▸ WORK TO BE COMPLETED
Rewrite the data below, putting "image coordinates" wherever "pixel coordinates" appears and leaving everything else untouched.

▸ MATERIAL
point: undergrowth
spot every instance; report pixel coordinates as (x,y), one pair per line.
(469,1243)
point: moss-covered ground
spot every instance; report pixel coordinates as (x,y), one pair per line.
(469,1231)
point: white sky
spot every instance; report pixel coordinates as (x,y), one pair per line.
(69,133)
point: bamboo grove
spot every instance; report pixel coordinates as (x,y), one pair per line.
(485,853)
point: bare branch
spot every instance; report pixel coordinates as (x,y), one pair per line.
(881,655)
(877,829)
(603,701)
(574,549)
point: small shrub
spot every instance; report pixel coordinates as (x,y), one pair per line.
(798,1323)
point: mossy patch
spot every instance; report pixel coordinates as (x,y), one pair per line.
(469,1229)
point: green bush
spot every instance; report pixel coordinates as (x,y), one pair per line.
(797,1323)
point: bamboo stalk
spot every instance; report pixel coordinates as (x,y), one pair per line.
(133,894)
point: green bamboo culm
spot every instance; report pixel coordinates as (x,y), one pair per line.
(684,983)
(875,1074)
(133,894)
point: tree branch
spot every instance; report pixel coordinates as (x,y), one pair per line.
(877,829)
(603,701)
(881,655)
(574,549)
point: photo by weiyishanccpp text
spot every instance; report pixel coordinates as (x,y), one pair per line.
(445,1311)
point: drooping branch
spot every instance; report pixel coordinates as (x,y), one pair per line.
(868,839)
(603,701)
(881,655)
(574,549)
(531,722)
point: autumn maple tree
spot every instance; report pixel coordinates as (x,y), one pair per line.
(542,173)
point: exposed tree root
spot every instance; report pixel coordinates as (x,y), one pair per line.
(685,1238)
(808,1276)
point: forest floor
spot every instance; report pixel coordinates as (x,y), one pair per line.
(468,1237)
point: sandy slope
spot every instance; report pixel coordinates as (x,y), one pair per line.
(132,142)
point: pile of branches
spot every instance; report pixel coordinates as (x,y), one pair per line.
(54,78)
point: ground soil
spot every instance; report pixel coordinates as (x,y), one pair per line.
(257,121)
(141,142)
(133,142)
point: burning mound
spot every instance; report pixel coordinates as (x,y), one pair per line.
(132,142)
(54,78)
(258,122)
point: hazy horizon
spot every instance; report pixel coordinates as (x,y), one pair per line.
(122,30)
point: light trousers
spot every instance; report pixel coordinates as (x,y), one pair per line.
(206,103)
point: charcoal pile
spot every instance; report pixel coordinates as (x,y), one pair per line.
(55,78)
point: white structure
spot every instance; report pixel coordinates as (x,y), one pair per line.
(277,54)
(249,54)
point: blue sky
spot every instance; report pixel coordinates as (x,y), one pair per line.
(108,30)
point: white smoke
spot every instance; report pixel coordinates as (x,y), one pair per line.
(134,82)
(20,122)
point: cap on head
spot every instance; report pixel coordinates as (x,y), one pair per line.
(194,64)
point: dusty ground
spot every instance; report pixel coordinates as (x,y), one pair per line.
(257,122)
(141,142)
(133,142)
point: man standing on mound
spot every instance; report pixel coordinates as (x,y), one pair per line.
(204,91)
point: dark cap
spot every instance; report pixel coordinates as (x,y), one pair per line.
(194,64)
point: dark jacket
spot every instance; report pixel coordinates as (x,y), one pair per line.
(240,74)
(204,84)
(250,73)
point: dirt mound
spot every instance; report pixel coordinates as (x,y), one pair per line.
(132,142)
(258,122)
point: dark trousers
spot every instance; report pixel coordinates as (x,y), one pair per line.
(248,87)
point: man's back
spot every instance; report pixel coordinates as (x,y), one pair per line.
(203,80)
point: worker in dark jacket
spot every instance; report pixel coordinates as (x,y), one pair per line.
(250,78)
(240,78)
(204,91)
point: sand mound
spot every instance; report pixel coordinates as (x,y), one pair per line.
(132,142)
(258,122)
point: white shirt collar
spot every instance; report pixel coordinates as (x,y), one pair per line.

▸ THE ANSWER
point: undergrowth
spot every instance; report image coordinates as (x,y), one pair per line.
(469,1243)
point: moss-covered ground
spot every instance; report image coordinates as (x,y), one pair per line.
(469,1231)
point: white sky
spot every instance; report image coordinates as (x,y), one pair per line.
(69,133)
point: bamboo grove
spot every instance; report image coordinates as (x,y), one pair per line.
(485,853)
point: bare branch
spot every instance; report image coordinates as (x,y), one pair per line.
(881,655)
(877,829)
(603,701)
(574,549)
point: small shrub
spot every instance; report image coordinates as (x,y), one pair per line.
(798,1323)
point: mossy patch
spot every instance; report image coordinates as (x,y), one pair per line.
(469,1229)
point: green bush
spot every instance; report image coordinates as (x,y), one pair per line.
(797,1323)
point: bamboo stalk
spot every instance; report image coordinates as (x,y), one pair per line.
(133,894)
point: green bamboo culm
spot every instance; report image coordinates as (x,y), one pair per line.
(684,983)
(875,1074)
(133,894)
point: tree branch
spot every instance; report image coordinates as (x,y), one pair per line.
(877,829)
(603,701)
(881,655)
(574,549)
point: photo by weiyishanccpp text
spot every instance; report image coordinates as (x,y), one pair per line.
(445,1311)
point: drooping branch
spot every instance; report image coordinates as (x,y), one pair per line.
(868,839)
(603,701)
(881,655)
(574,549)
(531,722)
point: autumn maple tree
spot every instance; report image coordinates as (x,y), one pair per line.
(542,173)
point: exposed tree root
spot every instance; report image coordinates as (x,y), one pair per line.
(685,1238)
(808,1276)
point: forest floor
spot every instance; report image coordinates as (x,y), one pair per line.
(468,1237)
point: sandy slope
spot every instance; report image coordinates as (x,y), one pair per line.
(132,142)
point: pile of branches
spot every instance; report image coordinates as (x,y), one pair per line.
(54,78)
point: ground soil
spot every instance; report image coordinates as (x,y), one pair per line.
(257,121)
(141,142)
(133,142)
point: burning mound
spot every instance; report image coordinates as (x,y), one pair per line.
(132,142)
(54,78)
(258,122)
point: hazy horizon
spot every instance; report image coordinates as (x,y), one pair per line.
(122,30)
point: light trousers
spot every instance; report image coordinates as (x,y), one pair per line.
(206,103)
point: charcoal pile
spot every instance; report image coordinates as (x,y), one pair per line.
(55,78)
point: white structure
spot every instance; report image coordinates as (x,y), one pair per line.
(277,54)
(249,54)
point: blue sky
spot every instance; report image coordinates as (x,y), one pair per line.
(108,30)
point: white smoke
spot every instance; report image coordinates as (x,y), one pair per line.
(134,82)
(20,122)
point: cap on head
spot every instance; report image coordinates as (x,y), one pair per line.
(194,64)
point: dusty ground
spot every instance; report image coordinates as (x,y), one pair per line.
(257,122)
(141,142)
(133,142)
point: man standing on mound
spot every instance; report image coordinates as (x,y), one pair per line.
(204,91)
point: dark cap
spot every instance; report image coordinates as (x,y), one pair per line.
(194,64)
point: dark jacket
spot every instance; report image coordinates as (x,y), one pair per line.
(240,74)
(204,84)
(250,73)
point: dirt mound
spot every instance; report image coordinates as (x,y), one pair per line.
(132,142)
(258,122)
point: dark trousers
spot every instance; report image coordinates as (x,y), one pair per line.
(248,87)
point: man's back
spot every instance; report image coordinates as (x,y), one pair per line.
(203,80)
point: worker in dark jacket
spot every instance; report image coordinates as (x,y), one pair per line.
(250,78)
(240,78)
(204,91)
point: sand mound
spot every instance; report image coordinates as (x,y), one pair per line.
(132,142)
(258,122)
point: white shirt collar
spot every instance; report image coordinates as (x,y), one pair per line.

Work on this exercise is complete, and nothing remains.